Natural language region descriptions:

%%

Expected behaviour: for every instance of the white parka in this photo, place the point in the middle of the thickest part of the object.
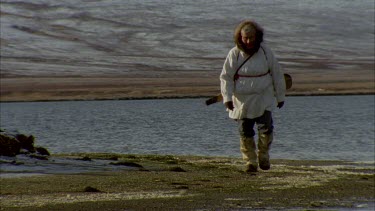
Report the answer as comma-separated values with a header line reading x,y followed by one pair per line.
x,y
251,96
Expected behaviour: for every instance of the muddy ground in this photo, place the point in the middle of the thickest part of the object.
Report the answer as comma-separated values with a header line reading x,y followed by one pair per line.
x,y
161,182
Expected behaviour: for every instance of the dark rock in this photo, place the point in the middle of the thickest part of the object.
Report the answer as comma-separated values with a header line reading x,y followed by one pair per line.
x,y
27,142
9,146
39,157
14,143
177,169
91,189
129,164
85,159
42,151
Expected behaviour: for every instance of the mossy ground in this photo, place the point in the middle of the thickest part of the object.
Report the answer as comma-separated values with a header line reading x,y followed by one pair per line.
x,y
194,183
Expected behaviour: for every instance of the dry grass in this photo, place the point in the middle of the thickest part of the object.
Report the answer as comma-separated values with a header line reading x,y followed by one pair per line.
x,y
170,86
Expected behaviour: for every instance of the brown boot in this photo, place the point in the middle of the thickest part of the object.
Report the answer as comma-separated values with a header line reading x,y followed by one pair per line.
x,y
249,154
264,144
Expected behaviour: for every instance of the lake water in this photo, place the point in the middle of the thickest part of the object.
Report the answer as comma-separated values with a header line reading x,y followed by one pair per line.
x,y
316,127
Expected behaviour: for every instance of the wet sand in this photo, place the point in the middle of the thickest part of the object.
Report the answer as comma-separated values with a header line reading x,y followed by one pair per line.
x,y
169,85
193,182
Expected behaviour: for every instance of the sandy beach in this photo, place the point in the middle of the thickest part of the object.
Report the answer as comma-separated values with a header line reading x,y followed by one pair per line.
x,y
195,183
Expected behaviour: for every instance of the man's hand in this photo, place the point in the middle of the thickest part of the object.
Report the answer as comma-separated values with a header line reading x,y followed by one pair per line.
x,y
280,104
229,105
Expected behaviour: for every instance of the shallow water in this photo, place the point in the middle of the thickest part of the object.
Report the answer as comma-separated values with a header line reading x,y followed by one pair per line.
x,y
329,128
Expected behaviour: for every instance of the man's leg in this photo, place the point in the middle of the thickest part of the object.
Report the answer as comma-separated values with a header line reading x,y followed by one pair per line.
x,y
247,144
265,138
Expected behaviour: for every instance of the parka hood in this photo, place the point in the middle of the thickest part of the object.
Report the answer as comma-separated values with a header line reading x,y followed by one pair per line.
x,y
258,37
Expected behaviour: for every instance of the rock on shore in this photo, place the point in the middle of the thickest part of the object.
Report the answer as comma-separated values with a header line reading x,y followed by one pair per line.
x,y
13,144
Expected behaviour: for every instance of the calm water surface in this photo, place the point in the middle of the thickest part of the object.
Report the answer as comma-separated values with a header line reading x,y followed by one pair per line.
x,y
330,127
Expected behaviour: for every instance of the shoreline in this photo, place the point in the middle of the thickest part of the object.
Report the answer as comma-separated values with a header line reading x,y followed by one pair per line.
x,y
185,97
174,86
194,182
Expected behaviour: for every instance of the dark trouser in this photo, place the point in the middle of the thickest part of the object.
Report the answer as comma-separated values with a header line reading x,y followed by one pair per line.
x,y
264,123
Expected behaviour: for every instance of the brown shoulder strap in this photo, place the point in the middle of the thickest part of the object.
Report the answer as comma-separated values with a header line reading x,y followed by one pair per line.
x,y
236,74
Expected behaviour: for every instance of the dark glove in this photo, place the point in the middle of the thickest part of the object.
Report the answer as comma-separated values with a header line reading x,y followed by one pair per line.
x,y
229,105
280,104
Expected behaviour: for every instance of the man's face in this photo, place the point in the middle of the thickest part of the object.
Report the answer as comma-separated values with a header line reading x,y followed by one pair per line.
x,y
248,39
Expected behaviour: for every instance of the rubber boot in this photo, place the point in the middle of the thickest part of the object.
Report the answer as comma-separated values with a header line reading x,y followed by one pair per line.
x,y
264,145
249,154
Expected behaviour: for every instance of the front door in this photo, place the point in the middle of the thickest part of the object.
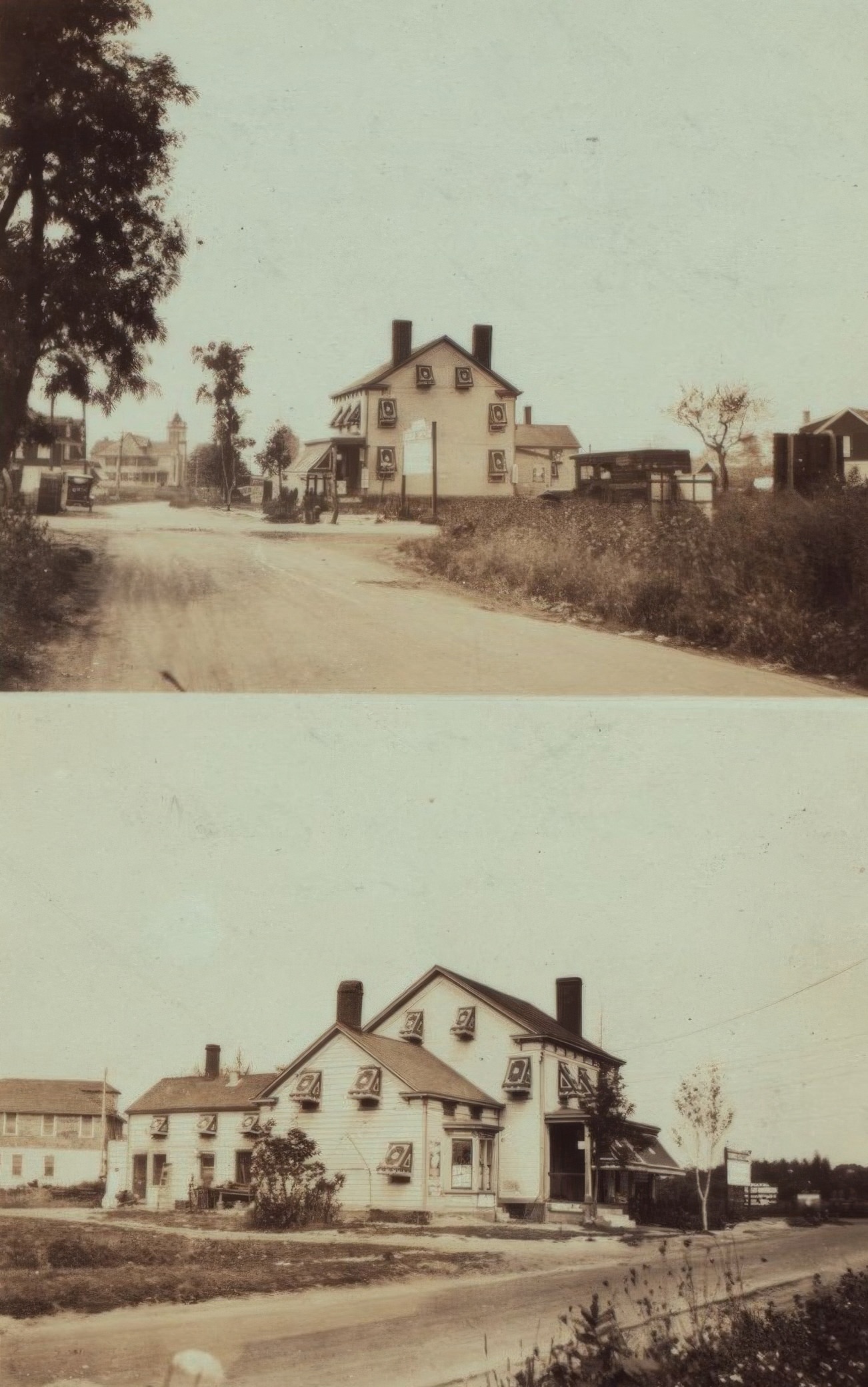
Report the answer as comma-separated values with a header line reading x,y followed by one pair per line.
x,y
567,1163
141,1176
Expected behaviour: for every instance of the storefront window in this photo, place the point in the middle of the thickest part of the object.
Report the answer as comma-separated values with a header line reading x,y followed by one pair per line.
x,y
462,1164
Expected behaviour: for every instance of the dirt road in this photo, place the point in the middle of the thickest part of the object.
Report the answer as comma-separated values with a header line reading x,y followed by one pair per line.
x,y
421,1333
215,602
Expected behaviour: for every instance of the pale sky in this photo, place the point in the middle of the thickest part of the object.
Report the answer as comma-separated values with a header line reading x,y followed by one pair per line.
x,y
187,870
634,195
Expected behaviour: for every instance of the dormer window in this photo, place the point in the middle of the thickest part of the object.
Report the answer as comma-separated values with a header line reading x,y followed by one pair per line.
x,y
308,1088
517,1078
367,1085
497,465
413,1027
465,1024
573,1082
398,1162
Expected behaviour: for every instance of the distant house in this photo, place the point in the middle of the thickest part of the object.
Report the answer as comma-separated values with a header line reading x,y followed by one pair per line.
x,y
53,1131
372,447
193,1130
851,426
545,457
56,447
137,463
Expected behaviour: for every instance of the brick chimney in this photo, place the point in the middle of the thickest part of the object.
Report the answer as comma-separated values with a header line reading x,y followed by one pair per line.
x,y
481,344
569,1003
213,1062
403,340
350,1004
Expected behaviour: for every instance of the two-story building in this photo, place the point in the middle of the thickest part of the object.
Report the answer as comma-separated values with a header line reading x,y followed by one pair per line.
x,y
459,1099
851,431
56,1131
193,1130
135,463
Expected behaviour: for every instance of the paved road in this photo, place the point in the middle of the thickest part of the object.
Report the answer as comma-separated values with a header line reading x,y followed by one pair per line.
x,y
219,602
408,1335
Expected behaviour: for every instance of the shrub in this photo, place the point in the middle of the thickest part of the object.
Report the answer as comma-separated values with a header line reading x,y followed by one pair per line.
x,y
289,1185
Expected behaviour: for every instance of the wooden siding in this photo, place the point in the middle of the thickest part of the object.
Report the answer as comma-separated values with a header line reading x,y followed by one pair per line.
x,y
463,437
354,1139
483,1060
183,1148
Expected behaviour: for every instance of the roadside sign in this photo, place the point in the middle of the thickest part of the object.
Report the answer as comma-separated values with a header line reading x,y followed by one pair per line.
x,y
738,1167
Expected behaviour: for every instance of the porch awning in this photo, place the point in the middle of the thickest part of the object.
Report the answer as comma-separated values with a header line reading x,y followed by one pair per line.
x,y
643,1154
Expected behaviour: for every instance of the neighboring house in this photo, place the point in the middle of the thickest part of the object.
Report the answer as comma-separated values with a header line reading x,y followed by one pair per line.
x,y
851,426
545,457
51,459
459,1099
195,1128
439,383
133,462
53,1131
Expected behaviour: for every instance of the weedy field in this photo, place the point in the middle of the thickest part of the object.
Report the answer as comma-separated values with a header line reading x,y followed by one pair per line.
x,y
46,1267
775,579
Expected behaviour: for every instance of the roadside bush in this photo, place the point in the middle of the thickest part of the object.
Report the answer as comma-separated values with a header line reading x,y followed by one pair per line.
x,y
289,1185
773,577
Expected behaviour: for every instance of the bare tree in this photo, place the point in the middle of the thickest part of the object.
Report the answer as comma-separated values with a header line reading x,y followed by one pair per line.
x,y
724,418
706,1116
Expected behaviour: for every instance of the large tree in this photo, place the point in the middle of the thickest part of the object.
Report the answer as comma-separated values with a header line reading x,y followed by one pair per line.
x,y
706,1116
86,247
281,449
608,1118
225,365
724,418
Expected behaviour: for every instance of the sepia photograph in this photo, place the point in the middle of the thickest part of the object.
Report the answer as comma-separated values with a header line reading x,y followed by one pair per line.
x,y
447,349
462,404
340,1064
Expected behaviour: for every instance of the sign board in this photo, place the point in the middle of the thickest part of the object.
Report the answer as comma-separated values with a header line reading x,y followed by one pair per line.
x,y
418,449
738,1167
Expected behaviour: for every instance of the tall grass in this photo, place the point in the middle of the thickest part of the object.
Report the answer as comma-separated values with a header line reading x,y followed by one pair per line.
x,y
777,579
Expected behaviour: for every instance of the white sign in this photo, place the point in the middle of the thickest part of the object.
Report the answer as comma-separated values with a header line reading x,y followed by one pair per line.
x,y
738,1167
418,449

%%

→ **Your task**: Take the stretch of lines above from the one containing "Expected behaviour: for every instance of the sepia" through the one containing "Expected behaviour: for every instance of the tall" and repeat it exactly, adding no other line.

→ **Written response**:
Expected behaviour: for every instance of the sepia photograph in this photo, place the point in the middle of the thickest part of the object.
Report the answer as comma-separated values with a header line reading x,y followed by one pair per line.
x,y
447,349
462,404
340,1064
Expected behaviour: for every instance of the sign board in this photo, place the point in the middle of the thickest part of the object.
Report the answer as comma-separated values with a header line reading x,y followed by one pair per line.
x,y
418,449
738,1167
Expected behaviour: for every instance of the tall grass in this photo, place the point in the middle of the thickest part of the object.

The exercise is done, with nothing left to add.